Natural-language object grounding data

# # #

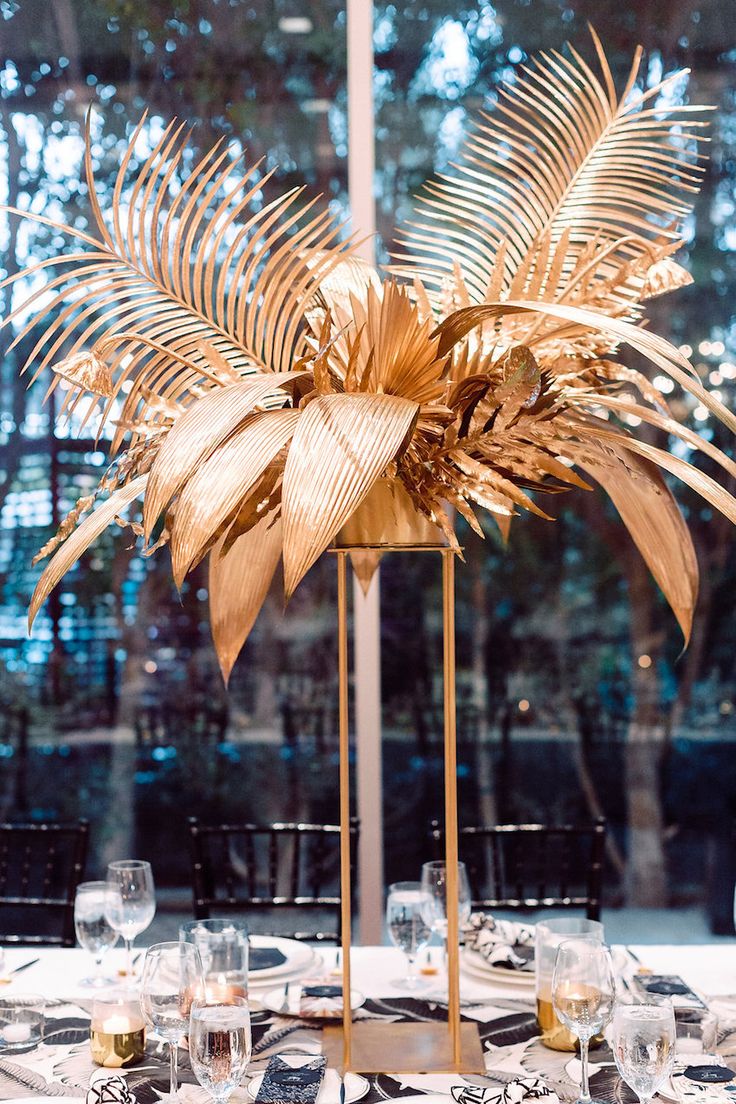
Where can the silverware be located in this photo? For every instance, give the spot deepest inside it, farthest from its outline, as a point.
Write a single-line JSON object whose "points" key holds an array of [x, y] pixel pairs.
{"points": [[19, 969]]}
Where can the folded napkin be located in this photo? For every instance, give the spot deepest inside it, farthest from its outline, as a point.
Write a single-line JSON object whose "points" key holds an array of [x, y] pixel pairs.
{"points": [[321, 1000], [496, 940], [514, 1092]]}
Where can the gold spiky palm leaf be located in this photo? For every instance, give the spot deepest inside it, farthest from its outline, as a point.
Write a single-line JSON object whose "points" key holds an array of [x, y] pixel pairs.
{"points": [[566, 192], [181, 293], [278, 382]]}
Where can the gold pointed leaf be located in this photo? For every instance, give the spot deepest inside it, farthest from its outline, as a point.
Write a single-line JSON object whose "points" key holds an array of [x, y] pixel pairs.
{"points": [[342, 445], [81, 539], [221, 484], [652, 517], [240, 579], [198, 432]]}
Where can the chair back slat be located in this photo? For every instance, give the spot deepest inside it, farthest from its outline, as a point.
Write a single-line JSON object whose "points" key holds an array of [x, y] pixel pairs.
{"points": [[41, 866], [278, 868], [532, 866]]}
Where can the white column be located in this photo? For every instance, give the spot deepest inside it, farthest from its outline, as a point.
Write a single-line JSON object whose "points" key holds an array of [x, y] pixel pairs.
{"points": [[366, 613]]}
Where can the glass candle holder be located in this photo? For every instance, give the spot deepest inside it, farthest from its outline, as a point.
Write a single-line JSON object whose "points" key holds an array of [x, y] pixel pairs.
{"points": [[117, 1031], [223, 946], [21, 1021]]}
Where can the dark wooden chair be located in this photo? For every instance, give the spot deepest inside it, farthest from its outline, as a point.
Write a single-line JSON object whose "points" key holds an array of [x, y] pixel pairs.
{"points": [[525, 867], [277, 871], [41, 866]]}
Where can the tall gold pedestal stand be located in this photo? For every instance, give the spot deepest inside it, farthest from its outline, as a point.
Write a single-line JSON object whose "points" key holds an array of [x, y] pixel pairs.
{"points": [[404, 1048]]}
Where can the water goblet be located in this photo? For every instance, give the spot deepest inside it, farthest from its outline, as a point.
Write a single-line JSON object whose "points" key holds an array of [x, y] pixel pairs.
{"points": [[583, 995], [434, 882], [406, 915], [130, 901], [93, 930], [644, 1039], [220, 1044], [172, 978]]}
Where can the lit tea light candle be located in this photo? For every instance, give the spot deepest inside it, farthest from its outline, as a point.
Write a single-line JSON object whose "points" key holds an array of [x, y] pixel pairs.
{"points": [[17, 1032]]}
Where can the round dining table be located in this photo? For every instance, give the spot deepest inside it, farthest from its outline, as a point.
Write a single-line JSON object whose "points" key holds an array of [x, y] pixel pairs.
{"points": [[61, 1067]]}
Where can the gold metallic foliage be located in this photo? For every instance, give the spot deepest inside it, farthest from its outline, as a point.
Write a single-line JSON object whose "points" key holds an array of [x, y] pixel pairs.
{"points": [[270, 391]]}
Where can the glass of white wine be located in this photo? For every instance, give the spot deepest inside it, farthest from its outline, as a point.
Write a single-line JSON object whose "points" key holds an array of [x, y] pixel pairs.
{"points": [[220, 1044], [171, 982], [130, 901], [93, 930], [643, 1046], [583, 995], [406, 915]]}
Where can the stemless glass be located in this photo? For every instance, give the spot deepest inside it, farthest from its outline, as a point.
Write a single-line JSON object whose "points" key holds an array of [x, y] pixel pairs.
{"points": [[434, 882], [130, 901], [406, 915], [583, 994], [220, 1044], [171, 980], [93, 930], [643, 1046]]}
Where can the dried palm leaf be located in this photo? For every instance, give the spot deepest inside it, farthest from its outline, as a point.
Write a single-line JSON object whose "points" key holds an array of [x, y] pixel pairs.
{"points": [[341, 446], [240, 579]]}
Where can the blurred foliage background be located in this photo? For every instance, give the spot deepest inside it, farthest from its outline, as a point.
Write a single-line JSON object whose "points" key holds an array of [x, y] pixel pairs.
{"points": [[575, 699]]}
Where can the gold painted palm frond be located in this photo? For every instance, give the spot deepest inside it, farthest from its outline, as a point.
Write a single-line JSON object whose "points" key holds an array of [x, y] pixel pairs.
{"points": [[193, 282], [281, 392], [566, 192]]}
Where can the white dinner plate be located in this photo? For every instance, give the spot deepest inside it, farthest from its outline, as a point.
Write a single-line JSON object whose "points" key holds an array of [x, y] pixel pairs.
{"points": [[299, 957], [479, 967], [355, 1087], [274, 1000]]}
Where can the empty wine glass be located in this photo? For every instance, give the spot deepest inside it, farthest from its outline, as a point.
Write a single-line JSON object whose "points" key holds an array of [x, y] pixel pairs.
{"points": [[220, 1044], [93, 930], [434, 883], [406, 915], [583, 994], [130, 901], [643, 1046], [171, 980]]}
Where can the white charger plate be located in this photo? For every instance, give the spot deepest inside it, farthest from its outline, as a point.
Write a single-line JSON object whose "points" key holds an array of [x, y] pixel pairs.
{"points": [[274, 1000], [299, 956], [479, 967], [355, 1087]]}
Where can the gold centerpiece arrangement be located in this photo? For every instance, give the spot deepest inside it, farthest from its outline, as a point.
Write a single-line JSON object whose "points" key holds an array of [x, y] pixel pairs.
{"points": [[272, 393]]}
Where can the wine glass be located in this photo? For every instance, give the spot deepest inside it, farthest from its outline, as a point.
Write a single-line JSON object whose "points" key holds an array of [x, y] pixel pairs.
{"points": [[93, 930], [130, 901], [583, 994], [171, 980], [406, 915], [643, 1046], [220, 1044], [434, 883]]}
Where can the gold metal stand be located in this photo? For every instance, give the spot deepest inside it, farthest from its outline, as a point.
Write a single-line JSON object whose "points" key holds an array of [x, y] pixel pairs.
{"points": [[404, 1048]]}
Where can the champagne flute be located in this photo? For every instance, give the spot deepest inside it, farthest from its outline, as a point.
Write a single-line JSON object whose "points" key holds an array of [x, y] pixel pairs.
{"points": [[583, 994], [93, 930], [220, 1044], [434, 882], [171, 980], [644, 1039], [130, 901], [406, 916]]}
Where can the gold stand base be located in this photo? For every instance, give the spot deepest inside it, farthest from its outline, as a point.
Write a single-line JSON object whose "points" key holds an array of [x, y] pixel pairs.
{"points": [[404, 1048]]}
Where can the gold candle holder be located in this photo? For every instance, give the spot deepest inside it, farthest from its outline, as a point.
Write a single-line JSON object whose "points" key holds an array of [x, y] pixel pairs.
{"points": [[117, 1031]]}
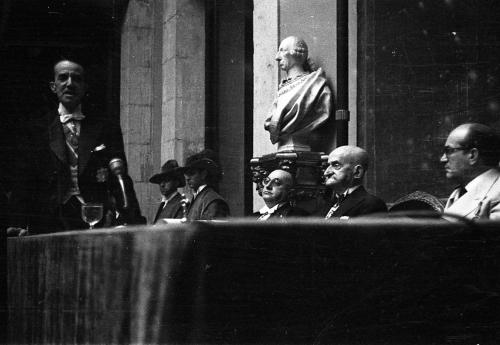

# # #

WORK INSTRUCTION: Copy the entries precisely, images excluded.

TASK OUTPUT:
Where can the silverware be located in this photo? For every instance, give the spot deepest inside it, farthest from its outline, as a point.
Write a single-line JSON object whose "points" key holds an array of [x, y] pixel pairs.
{"points": [[19, 969]]}
Where can the folded napkin be located in this photo? For every instance, give the spot deepest inside it, farthest from its outline, as a point.
Write a single-line JSON object whose "points" key holds an array of [x, y] pixel pairs.
{"points": [[321, 1000], [496, 940], [514, 1092]]}
Where can the gold spiky palm leaf be located in this photo? For every instance, give the spot deepest inside it, farthest from its outline, as a point.
Write a single-line JSON object whose "points" key holds an array of [x, y] pixel pairs.
{"points": [[566, 192], [181, 293], [278, 382]]}
Where can the gold pointed leaf be located in this photo? For every instance, give the spot deepest inside it, farthest from its outline, as a point.
Write a single-line JSON object whose "points" key holds an array of [x, y] pixel pairs.
{"points": [[342, 445], [81, 539], [221, 484], [652, 517], [240, 579], [198, 432]]}
Where can the chair back slat be located in this photo? For every instance, give the spot deepest inside it, farthest from its outline, as a point.
Write a single-line JSON object whose "points" key holds an array of [x, y] pixel pairs.
{"points": [[41, 866], [278, 868], [532, 866]]}
Where can the white column be located in this photo? For every instance, give the spot deepest inside it, farthest from its outline, as a point.
Write a single-line JSON object whose "points" key holds an array of [x, y] pixel pairs.
{"points": [[366, 613]]}
Where can the glass candle holder be located in this photo? For every instance, give the spot deepest inside it, farthest from its outline, as a point.
Write a single-line JSON object whose "points" key holds an array of [x, y] pixel pairs.
{"points": [[117, 1031], [223, 946], [21, 1021]]}
Where can the dark wooden chair be located in this photo? For every instance, give the spot deepest inside it, farthest from its outline, as a point.
Write a single-line JSON object whose "points" key holds an array of [x, y] pixel pairs.
{"points": [[525, 867], [277, 871], [41, 866]]}
Where can the tall gold pedestal stand be located in this photo? For every instance, give the spot deepest inside it, farthest from its outline, as a point.
Write a single-line JSON object whose "points" key holds an array of [x, y] pixel pairs.
{"points": [[404, 1048]]}
Where can the water goblet be located in this photo? For every instance, give the spot deepest inside it, farthest from its outline, as a point.
Write a single-line JSON object whose "points" key holds an array of [x, y] pixel pairs.
{"points": [[583, 995], [434, 882], [406, 915], [130, 901], [93, 930], [644, 1039], [220, 1044], [172, 978]]}
Where can the lit tea light candle be located in this photo? For every instance, give the spot deepest inside it, farthest from its outline, as a point.
Write a single-line JSON object whose "points" key holds an array of [x, y] pixel pairs.
{"points": [[17, 1032]]}
Where can the round dining table be located in this photo? For every instance, give the spot deepest inside it, farthest from its outline, as a point.
Write a single-line JSON object whose "points" key holds an array of [x, y] pixel pairs.
{"points": [[61, 1067]]}
Where can the gold metallic foliage be located in this photo? For every instance, give the spot deepest inside it, farthest from its outline, as a point.
Write a single-line JSON object whose "points" key holds an array of [x, y] pixel pairs.
{"points": [[270, 391]]}
Where can the glass of white wine be located in this photo? For every instance, give the spot deepest inside it, farthest from its outline, as a point.
Write a single-line JSON object whose "points" key holds an array of [x, y] pixel pairs.
{"points": [[220, 1044], [171, 982], [130, 901], [93, 930], [643, 1046], [583, 995], [406, 915]]}
Where can the stemless glass be located in this photo? For every instance, give the spot deepest inside it, farthest from its outline, as a point.
Write a single-line JSON object whose "points" key holds an array of [x, y] pixel pairs.
{"points": [[434, 882], [130, 901], [406, 915], [583, 994], [220, 1044], [171, 980], [93, 930], [643, 1046]]}
Where can the dried palm leaf be located in this photo? For every instance, give the spot deepest inside it, farthest from its outline, as a point.
Write a single-line JSON object whose "points" key holds an array of [x, y] pixel pairs.
{"points": [[341, 446], [240, 579]]}
Where can the blurred foliage background be located in this photo? For every instance, give the spot deepest inside it, farthest from its outline, as a point.
Write a single-line JSON object whose "points" key holds an array of [x, y] pixel pairs.
{"points": [[575, 699]]}
Where can the gold painted palm frond be located in this photo? For every instance, give the spot deepest inside it, farthest from its outline, as a point.
Write a single-line JSON object whose "points" key holds an array of [x, y] pixel pairs.
{"points": [[193, 282], [281, 392], [566, 192]]}
Where can the white dinner plate be located in this photo? For every instance, give the spot deepest inside it, farthest from its outline, as a point.
Write a single-line JSON object whose "points" key holds an array of [x, y] pixel pairs.
{"points": [[299, 957], [479, 967], [355, 1087], [274, 1000]]}
Where can the empty wine glass be located in this photo? For every instance, give the spot deepest inside it, farthest from its outline, as a point.
Write a single-line JSON object whose "points" key holds an array of [x, y] pixel pairs.
{"points": [[220, 1044], [93, 930], [434, 883], [406, 915], [583, 994], [130, 901], [643, 1046], [171, 980]]}
Where can the white charger plate be located in this photo? For every instance, give the spot deepest inside it, farthest from its outline, as a point.
Write a single-line JSON object whose "points" key holds an array of [x, y] pixel pairs.
{"points": [[274, 1000], [299, 956], [479, 967], [355, 1087]]}
Where can the gold centerpiece arrangement be located in this photo? For every instance, give the spot deepest inside it, farthest from its outline, as a point.
Write a single-line JSON object whose "points" key holds an array of [x, y] pixel pairs.
{"points": [[272, 393]]}
Where can the wine glass be located in this photo? For every instance, give the spot deepest inside it, farthest from its outline, as a point.
Write a single-line JSON object whose "points" key holds an array of [x, y] pixel pairs.
{"points": [[93, 930], [130, 901], [583, 994], [171, 980], [406, 915], [643, 1046], [220, 1044], [434, 883]]}
Where can the gold metal stand be located in this photo? For every instance, give the spot deepest inside it, farthest from its outline, as a point.
Write a single-line JSON object whose "points" key holds an array of [x, y] pixel pairs.
{"points": [[404, 1048]]}
Where can the champagne flute be located in this photo? For every instance, give the spot deepest inside it, farthest from its outline, as a point.
Write a single-line JSON object whose "points" key holds an array of [x, y] pixel pairs.
{"points": [[583, 994], [93, 930], [220, 1044], [434, 882], [171, 980], [644, 1039], [130, 901], [406, 916]]}
Where can the gold stand base be located in this photo? For every instance, give the spot deepest inside it, farthest from its outline, as a point.
Write a single-line JSON object whose "points" key holds an array of [x, y] pixel pairs.
{"points": [[404, 1048]]}
Where can the gold candle holder be located in this photo? For every instance, give the spot deepest inside it, farthest from its outline, as a point.
Write a single-line JSON object whose "points" key holds an array of [x, y] pixel pairs.
{"points": [[117, 1031]]}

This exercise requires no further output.